▸ DATASET CONTENT:
*-*-*
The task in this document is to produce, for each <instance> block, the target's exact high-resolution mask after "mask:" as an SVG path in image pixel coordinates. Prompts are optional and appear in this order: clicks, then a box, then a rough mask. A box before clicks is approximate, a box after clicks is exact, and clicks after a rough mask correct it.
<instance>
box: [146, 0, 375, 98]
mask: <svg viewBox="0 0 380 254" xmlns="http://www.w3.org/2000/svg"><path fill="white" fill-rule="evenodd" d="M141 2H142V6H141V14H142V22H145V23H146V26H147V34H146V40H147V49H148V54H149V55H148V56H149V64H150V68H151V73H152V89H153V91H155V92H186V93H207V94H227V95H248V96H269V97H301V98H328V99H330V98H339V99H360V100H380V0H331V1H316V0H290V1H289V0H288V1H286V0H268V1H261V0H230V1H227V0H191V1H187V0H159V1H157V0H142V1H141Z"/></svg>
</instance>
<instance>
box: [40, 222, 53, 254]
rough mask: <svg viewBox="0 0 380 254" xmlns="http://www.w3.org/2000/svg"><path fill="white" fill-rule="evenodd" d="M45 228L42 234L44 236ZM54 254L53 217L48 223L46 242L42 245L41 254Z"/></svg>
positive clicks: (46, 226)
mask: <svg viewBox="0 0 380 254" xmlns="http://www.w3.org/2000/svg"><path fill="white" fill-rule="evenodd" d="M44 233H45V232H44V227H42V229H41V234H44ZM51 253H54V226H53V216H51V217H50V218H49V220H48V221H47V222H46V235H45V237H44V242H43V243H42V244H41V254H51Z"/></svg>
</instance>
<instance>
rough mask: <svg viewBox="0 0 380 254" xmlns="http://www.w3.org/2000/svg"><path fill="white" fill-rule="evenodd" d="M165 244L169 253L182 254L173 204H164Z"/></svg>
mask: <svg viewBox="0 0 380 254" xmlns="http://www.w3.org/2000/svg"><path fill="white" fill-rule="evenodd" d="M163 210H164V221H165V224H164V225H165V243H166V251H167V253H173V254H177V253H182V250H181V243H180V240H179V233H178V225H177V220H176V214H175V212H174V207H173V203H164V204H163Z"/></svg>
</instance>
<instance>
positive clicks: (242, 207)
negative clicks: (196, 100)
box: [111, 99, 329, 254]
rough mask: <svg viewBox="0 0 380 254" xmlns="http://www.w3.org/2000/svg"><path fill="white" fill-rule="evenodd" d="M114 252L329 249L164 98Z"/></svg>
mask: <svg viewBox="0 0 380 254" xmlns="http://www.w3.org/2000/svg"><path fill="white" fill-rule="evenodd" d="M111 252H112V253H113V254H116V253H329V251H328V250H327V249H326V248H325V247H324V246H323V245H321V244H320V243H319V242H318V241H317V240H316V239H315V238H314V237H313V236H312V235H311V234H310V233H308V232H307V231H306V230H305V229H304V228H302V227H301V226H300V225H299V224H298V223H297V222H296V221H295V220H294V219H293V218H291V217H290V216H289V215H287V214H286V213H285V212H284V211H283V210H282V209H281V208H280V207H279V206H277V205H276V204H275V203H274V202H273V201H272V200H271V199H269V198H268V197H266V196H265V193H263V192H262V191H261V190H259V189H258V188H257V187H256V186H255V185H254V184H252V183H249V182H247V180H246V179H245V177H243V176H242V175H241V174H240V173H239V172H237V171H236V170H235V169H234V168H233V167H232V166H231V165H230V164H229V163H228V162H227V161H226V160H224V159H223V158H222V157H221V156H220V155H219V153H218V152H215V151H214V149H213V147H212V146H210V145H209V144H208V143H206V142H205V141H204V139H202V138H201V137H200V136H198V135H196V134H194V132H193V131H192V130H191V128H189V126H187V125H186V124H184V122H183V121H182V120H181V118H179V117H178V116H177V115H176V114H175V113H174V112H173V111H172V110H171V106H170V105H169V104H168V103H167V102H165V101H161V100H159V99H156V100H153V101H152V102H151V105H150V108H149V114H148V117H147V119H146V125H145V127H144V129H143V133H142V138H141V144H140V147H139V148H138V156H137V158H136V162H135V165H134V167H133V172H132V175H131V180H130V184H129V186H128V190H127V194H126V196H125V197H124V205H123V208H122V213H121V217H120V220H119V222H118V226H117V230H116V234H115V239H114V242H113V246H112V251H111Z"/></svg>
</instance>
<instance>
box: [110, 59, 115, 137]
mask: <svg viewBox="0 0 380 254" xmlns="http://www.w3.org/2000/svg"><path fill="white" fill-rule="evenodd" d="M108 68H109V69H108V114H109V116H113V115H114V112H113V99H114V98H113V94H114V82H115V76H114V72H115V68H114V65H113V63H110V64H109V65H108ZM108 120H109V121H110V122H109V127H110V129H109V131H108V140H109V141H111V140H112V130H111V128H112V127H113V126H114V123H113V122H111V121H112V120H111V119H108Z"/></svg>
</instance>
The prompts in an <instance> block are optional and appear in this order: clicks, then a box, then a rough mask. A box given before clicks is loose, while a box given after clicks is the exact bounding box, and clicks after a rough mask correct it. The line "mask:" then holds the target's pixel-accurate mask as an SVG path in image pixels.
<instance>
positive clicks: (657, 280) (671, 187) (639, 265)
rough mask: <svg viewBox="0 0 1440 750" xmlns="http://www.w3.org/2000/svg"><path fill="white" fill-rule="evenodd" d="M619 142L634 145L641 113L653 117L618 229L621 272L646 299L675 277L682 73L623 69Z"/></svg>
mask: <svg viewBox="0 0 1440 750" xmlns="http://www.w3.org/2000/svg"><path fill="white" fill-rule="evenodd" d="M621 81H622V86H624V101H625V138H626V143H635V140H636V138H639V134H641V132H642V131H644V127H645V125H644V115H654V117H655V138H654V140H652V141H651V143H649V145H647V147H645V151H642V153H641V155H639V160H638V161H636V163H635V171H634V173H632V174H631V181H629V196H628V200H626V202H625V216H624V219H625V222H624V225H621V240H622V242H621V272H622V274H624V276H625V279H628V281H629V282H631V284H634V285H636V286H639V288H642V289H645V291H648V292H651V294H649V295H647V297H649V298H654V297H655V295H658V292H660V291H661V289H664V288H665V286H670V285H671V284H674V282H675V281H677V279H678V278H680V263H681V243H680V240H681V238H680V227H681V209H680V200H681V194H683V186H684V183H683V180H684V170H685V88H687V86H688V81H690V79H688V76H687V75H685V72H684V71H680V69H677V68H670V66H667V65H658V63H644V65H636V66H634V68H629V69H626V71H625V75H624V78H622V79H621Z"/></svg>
*-*-*
▸ WHAT YOU HAVE TO DO:
Rewrite the records from their first line up to and including the line with "box: [146, 0, 375, 98]", changing "optional" to "not required" and leaving everything else as it is.

▸ ANSWER SPACE:
The task in this document is to produce, for each <instance> block, the target's exact high-resolution mask after "mask:" as an SVG path in image pixel coordinates. Prompts are not required and appear in this order: clicks, then a box, then a rough mask. A box before clicks is approximate, a box after clicks is exact, and clicks after a rough mask correct it.
<instance>
box: [146, 0, 375, 98]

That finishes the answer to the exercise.